START Extract

United Nations Observer Mission in El Salvador
- ONUSAL Medal Bar
- Abbreviation: ONUSAL
- Formation: May 20, 1991; 34 years ago
- Dissolved: April 28, 1995; 30 years ago
- Headquarters: San Salvador
- Leader: Iqbal Riza, 1991-1993 Augusto Ramírez Ocampo, 1993-1994

= ONUSAL =

UN Peace mission for El Salvador

ONUSAL, acronym for the United Nations Observer Mission In El Salvador, (Misión de Observadores de Naciones Unidas en El Salvador), was a peacekeeping mission from July 1991 to April 1995. Created towards the end of the Salvadoran Civil War, the United Nations oversaw the transition to peace between Farabundo Martí National Liberation Front (FMLN) and the government of El Salvador. The UN was invited by both parties involved for monitoring the human rights conditions within the country.

END Extract

Exercise a:
Please reproduce the ONUSAL article word for word, starting with "ONUSAL, acronym for" and going on through "within the country.".
The entries have no connection to the ONUSAL article.

START Material for this task

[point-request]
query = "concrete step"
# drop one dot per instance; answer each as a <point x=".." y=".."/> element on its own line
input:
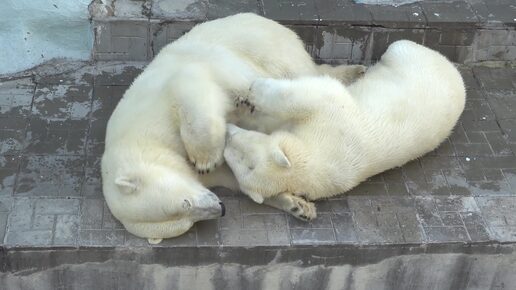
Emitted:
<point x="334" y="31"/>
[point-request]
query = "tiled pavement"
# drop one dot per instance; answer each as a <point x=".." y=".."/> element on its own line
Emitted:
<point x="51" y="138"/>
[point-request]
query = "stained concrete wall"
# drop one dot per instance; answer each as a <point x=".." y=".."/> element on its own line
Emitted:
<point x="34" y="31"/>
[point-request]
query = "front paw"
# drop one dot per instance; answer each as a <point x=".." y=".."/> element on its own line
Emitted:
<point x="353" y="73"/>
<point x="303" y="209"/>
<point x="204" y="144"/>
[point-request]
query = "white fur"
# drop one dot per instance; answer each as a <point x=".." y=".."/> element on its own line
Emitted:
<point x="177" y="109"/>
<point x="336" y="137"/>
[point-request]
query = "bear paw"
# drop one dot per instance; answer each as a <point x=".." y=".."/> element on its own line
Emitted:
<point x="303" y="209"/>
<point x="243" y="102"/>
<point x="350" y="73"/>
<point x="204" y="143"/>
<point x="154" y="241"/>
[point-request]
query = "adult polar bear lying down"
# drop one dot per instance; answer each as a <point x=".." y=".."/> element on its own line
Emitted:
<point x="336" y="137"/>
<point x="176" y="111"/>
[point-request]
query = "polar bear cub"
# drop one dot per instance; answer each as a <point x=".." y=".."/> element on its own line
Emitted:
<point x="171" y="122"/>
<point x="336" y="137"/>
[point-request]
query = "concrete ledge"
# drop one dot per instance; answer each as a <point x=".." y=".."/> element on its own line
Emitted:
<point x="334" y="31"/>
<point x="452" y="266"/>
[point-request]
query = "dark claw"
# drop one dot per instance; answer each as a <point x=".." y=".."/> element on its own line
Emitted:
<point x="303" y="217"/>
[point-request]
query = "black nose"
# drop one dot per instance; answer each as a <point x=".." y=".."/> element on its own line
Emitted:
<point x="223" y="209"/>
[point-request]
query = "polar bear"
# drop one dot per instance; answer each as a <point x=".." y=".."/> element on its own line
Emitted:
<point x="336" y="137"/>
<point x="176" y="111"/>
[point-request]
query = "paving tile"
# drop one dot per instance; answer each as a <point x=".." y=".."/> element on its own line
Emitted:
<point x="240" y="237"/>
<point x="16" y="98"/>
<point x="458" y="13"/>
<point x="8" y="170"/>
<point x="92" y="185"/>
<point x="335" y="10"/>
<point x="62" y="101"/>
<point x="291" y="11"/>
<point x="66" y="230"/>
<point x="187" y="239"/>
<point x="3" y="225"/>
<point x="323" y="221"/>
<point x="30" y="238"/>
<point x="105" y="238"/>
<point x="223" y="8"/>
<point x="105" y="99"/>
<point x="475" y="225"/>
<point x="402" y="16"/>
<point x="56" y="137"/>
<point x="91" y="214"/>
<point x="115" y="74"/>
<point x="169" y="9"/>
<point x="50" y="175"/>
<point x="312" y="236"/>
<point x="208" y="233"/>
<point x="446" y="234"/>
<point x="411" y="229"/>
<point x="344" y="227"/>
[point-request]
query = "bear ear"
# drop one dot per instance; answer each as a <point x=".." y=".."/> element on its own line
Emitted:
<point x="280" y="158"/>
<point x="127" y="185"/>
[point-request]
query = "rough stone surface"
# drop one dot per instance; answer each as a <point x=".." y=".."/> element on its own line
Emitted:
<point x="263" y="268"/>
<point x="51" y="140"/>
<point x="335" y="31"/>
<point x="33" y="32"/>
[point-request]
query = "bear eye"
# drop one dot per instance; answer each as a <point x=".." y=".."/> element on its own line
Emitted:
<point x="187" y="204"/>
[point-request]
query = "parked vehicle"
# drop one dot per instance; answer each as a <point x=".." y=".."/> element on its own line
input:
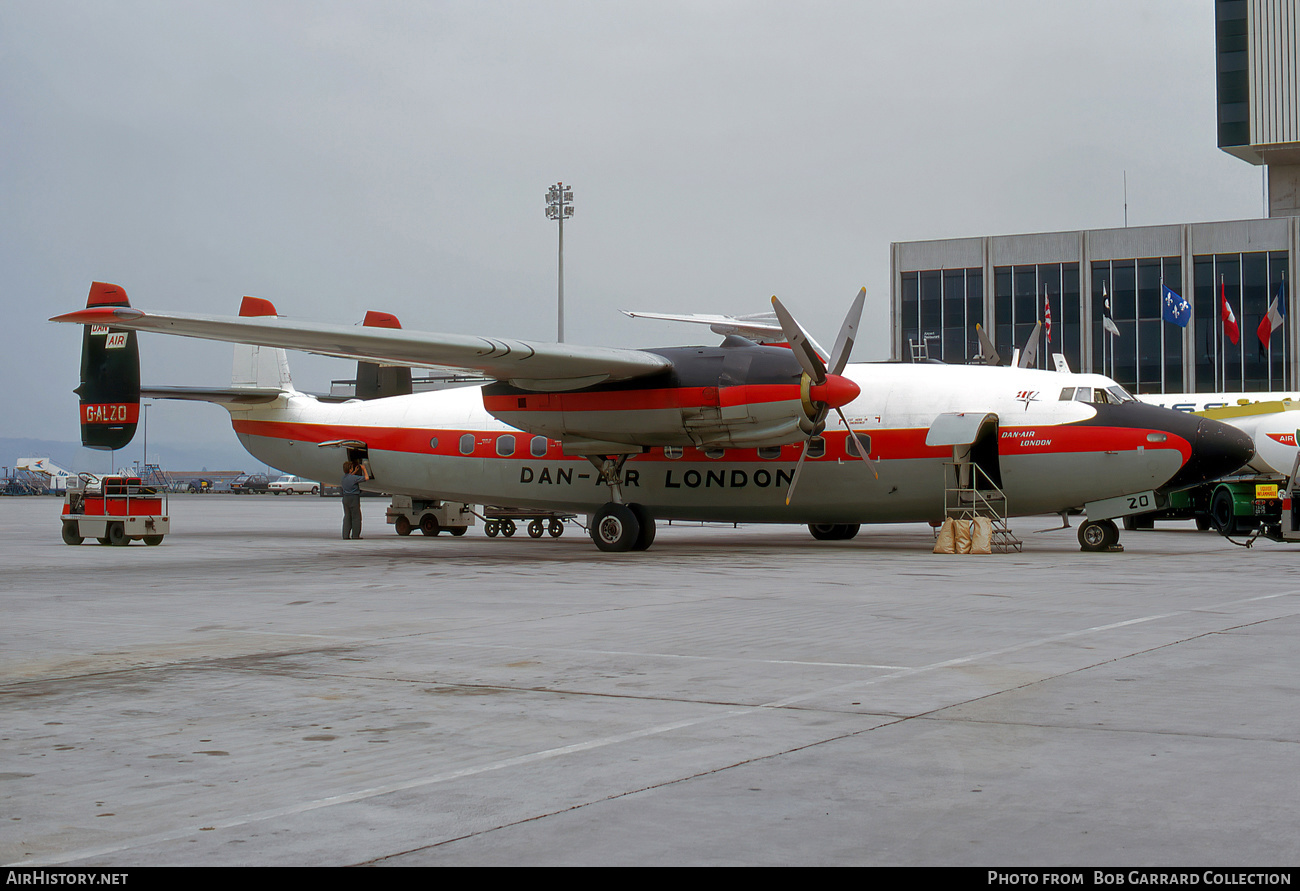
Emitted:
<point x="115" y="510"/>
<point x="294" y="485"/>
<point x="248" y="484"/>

END Material for this task

Exercise b:
List every line of the entries that contains the string "bear", matching case exactly.

Worked solution a:
ONUSAL, acronym for the United Nations Observer Mission In El Salvador, (Misión de Observadores de Naciones Unidas en El Salvador), was a peacekeeping mission from July 1991 to April 1995. Created towards the end of the Salvadoran Civil War, the United Nations oversaw the transition to peace between Farabundo Martí National Liberation Front (FMLN) and the government of El Salvador. The UN was invited by both parties involved for monitoring the human rights conditions within the country.

Worked solution b:
query = "bear paw"
query = "adult polar bear lying down"
query = "polar bear cub"
query = "polar bear"
query = "bear ear"
query = "bear eye"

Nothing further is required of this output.